• _Tekst do przeczytania_:
+++++
Alchemy -- You are not thinking; you are merely being logical

Dziś o książce “Alchemy”, autorstwa Rory’ego Sutherlanda.

Książkę tę przeczytałem podczas lotu na konferencję w Fields Institute – to jedna z moich ulubionych miejscówek konferencyjnych. Miałem tę książkę od dłuższego roku na półce, i mniej więcej wiedziałem o czym traktuje – w końcu Rory jest znanym mówcą, trochę youtuberem ;).

Alchemia – podtytuł to: The dark art of creating magic – niech powie sama o sobie (s.11): “Ta książka nie jest atakiem na liczne zdrowe zastosowania logiki czy rozumu, ale jest atakiem na pewien niebezpieczny rodzaj logicznego zapędzania się, który żąda, by każde rozwiązanie miało przekonujące uzasadnienie, zanim w ogóle zostanie rozważone czy choćby spróbowane. Jeśli ta książka nie da ci nic więcej, mam nadzieję, że da ci przyzwolenie, by od czasu do czasu proponować rzeczy odrobinę niedorzeczne. By ponosić porażki nieco częściej. By myśleć inaczej niż ekonomista. Istnieje wiele problemów odpornych na logikę, których nigdy nie rozwiążą ludzie aspirujący do udziału w Światowym Forum Ekonomicznym w Davos – tej osobliwej międzynarodowej wycieczce, podczas której z jakiegoś powodu najinteligentniejsi ludzie świata wspólnie uznają, że dobrym pomysłem jest spędzić część stycznia w połowie wysokości góry.”

Żeby od razu pokazać, o co chodzi w alchemi, wyobraź sobie portiera (doorman) w eleganckim hotelu. Z perspektywy logiki (autor ją różnicuje z psychologią), jego jedyne zadanie to otwieranie drzwi, co może być z perspektywy efektywności zastąpione przez automatyczne drzwi. Każdy analityk, dużej i małej czwórki ;), z arkuszem kalkulacyjnym skreśliłby go pierwszego – oszczędzamy kilka FTE! Tyle że otwieranie drzwi to tylko pozorna rola portiera. Jego prawdziwa wartość siedzi w czynnościach/funkcjach, których nie da się łatwo zmierzyć: łapie taksówki, pilnuje bezpieczeństwa, odgania natrętów, rozpoznaje stałych gości, a przede wszystkim sygnalizuje prestiż całego hotelu. Efekt? Sama jego obecność pozwala podnieść cenę za nocleg (s.126). To właśnie ta magia, która umyka czystej logice.
+++++
(Wyodrębnione wpisy danych)
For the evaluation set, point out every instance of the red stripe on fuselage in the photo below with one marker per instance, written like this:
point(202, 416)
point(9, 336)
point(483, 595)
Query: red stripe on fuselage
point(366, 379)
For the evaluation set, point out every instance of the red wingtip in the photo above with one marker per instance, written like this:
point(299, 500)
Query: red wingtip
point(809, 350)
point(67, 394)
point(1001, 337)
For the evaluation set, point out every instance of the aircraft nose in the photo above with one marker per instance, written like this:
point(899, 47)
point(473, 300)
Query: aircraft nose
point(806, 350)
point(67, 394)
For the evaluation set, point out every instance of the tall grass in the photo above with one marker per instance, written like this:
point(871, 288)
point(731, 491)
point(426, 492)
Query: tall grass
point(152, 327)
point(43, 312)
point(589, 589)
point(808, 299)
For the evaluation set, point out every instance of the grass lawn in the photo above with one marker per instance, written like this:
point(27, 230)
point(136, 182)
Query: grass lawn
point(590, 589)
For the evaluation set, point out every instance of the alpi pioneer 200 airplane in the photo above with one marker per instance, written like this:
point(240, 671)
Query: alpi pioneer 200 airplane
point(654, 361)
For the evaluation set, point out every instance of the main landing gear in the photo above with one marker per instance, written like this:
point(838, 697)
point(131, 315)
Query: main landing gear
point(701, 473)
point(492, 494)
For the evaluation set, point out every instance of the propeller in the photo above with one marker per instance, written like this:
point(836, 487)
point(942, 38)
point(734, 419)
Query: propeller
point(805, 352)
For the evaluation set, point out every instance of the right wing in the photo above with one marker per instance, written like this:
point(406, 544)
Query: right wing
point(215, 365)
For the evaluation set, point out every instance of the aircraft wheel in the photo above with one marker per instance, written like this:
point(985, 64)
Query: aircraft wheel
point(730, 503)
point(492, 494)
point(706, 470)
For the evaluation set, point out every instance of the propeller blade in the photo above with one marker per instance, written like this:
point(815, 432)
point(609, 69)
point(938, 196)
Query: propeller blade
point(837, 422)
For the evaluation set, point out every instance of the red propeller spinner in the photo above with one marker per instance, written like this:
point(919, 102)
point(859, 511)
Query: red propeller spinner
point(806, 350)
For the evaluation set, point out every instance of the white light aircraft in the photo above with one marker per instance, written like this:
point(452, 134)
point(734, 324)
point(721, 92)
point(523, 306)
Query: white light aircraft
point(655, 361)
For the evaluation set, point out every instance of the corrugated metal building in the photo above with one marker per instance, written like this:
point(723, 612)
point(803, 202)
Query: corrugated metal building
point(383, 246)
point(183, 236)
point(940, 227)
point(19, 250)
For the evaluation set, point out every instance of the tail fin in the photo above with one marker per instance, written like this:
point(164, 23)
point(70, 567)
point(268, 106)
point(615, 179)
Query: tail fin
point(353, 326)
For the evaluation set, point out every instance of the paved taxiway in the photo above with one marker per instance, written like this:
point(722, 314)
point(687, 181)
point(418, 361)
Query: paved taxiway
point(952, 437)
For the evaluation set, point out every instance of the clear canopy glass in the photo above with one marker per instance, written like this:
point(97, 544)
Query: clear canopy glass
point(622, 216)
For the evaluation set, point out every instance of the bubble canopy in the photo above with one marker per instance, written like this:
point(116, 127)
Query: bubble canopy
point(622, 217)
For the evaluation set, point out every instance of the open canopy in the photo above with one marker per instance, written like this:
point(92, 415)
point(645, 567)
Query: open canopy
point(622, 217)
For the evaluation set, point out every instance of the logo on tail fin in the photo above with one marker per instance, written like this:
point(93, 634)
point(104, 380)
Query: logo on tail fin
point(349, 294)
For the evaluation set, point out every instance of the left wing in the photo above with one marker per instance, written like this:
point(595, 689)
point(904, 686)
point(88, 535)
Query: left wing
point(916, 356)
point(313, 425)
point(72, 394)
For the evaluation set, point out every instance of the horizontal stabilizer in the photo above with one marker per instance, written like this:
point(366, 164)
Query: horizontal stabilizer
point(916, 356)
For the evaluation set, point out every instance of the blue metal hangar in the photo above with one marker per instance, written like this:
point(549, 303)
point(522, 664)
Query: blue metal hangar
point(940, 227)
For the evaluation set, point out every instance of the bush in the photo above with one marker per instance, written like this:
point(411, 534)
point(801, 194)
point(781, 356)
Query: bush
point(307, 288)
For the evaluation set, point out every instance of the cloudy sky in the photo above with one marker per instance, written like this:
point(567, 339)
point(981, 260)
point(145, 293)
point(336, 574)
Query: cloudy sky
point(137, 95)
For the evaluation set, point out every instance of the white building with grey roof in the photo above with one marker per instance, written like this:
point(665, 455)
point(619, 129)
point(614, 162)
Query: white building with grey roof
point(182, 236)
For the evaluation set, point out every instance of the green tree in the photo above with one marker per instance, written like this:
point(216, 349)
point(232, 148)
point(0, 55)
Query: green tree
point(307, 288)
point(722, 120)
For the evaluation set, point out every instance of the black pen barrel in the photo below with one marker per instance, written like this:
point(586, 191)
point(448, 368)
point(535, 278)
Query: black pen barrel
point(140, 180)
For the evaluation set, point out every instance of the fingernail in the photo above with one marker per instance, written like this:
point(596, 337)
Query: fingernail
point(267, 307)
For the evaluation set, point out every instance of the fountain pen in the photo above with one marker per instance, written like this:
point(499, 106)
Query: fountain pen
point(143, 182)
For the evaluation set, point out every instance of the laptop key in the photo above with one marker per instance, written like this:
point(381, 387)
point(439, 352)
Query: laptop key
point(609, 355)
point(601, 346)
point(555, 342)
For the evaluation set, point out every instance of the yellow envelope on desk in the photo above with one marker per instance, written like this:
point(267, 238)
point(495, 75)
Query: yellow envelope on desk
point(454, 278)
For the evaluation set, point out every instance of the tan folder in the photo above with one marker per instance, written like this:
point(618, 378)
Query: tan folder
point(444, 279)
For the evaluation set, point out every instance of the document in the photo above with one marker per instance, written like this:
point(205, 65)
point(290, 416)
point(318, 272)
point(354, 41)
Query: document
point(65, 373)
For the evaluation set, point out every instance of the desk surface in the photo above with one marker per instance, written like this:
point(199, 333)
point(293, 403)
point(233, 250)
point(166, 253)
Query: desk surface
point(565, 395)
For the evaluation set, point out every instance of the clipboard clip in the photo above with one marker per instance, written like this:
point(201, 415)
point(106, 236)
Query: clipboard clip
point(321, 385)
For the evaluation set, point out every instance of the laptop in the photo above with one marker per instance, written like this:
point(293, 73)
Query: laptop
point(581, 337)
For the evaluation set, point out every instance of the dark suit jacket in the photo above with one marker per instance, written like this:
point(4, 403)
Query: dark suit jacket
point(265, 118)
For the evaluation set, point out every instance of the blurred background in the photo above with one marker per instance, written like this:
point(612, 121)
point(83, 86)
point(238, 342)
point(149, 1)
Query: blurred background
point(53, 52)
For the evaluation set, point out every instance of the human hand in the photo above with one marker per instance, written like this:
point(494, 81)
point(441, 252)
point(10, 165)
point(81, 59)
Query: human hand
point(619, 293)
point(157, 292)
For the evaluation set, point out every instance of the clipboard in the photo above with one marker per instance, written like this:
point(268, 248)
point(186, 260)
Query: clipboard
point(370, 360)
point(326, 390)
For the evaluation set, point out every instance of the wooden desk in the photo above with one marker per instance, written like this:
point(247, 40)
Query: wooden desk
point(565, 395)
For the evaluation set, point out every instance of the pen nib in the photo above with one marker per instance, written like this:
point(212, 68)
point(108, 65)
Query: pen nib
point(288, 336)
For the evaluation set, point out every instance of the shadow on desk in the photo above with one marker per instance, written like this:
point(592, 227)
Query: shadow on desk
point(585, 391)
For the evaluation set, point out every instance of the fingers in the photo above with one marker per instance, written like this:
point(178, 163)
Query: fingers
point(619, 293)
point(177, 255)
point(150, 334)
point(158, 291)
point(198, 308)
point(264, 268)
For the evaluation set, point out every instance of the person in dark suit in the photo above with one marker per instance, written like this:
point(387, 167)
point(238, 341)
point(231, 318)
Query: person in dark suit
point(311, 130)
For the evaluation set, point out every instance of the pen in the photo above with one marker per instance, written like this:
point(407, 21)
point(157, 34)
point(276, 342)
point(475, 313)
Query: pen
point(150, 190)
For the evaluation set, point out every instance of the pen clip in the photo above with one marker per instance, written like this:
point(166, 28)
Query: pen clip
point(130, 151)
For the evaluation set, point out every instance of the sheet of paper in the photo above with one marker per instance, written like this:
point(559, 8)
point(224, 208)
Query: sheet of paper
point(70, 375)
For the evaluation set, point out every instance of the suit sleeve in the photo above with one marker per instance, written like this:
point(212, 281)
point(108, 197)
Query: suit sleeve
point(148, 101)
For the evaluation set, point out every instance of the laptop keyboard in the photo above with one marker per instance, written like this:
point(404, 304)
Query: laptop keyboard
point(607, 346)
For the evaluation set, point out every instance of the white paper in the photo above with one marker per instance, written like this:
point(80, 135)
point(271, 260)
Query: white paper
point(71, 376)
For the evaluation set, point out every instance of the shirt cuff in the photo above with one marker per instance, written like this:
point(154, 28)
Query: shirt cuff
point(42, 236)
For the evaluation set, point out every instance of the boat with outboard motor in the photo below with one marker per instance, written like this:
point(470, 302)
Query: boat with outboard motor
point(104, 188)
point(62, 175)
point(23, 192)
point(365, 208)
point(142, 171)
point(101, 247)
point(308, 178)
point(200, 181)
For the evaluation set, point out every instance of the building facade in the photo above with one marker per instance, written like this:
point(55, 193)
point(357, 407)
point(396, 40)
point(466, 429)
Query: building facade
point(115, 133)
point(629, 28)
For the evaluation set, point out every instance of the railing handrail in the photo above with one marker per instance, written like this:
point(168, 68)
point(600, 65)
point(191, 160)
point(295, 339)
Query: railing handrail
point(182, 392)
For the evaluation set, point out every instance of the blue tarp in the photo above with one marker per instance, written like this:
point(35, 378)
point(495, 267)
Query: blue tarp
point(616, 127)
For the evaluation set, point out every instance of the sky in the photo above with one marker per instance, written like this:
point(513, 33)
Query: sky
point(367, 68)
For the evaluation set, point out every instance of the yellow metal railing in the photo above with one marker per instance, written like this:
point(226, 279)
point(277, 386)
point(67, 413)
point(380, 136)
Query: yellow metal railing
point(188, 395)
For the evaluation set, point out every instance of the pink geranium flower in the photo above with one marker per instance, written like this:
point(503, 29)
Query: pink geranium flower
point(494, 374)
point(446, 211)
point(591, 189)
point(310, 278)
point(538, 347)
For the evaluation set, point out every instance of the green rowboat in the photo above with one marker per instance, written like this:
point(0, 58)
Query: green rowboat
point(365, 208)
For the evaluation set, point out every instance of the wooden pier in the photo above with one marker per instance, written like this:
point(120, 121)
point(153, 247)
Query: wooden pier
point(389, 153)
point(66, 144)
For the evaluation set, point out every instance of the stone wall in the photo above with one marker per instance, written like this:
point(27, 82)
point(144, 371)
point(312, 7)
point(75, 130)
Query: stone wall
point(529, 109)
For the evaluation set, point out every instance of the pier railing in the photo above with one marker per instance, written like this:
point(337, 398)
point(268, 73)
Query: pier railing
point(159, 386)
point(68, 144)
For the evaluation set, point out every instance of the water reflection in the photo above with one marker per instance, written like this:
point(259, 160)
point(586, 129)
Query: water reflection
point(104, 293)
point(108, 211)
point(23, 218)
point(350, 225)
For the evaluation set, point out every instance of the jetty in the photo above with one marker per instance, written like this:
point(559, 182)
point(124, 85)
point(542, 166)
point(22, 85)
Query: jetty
+++++
• _Polecenie_:
Przeredaguj fragment tekstu o książce „Alchemy” od słów „Książkę tę przeczytałem” aż do słów „trochę youtuberem ;).” włącznie, wstawiając „podróży” w miejsce „lotu”.

• _Rozwiązanie zadania_:
Książkę tę przeczytałem podczas podróży na konferencję w Fields Institute – to jedna z moich ulubionych miejscówek konferencyjnych. Miałem tę książkę od dłuższego roku na półce, i mniej więcej wiedziałem o czym traktuje – w końcu Rory jest znanym mówcą, trochę youtuberem ;).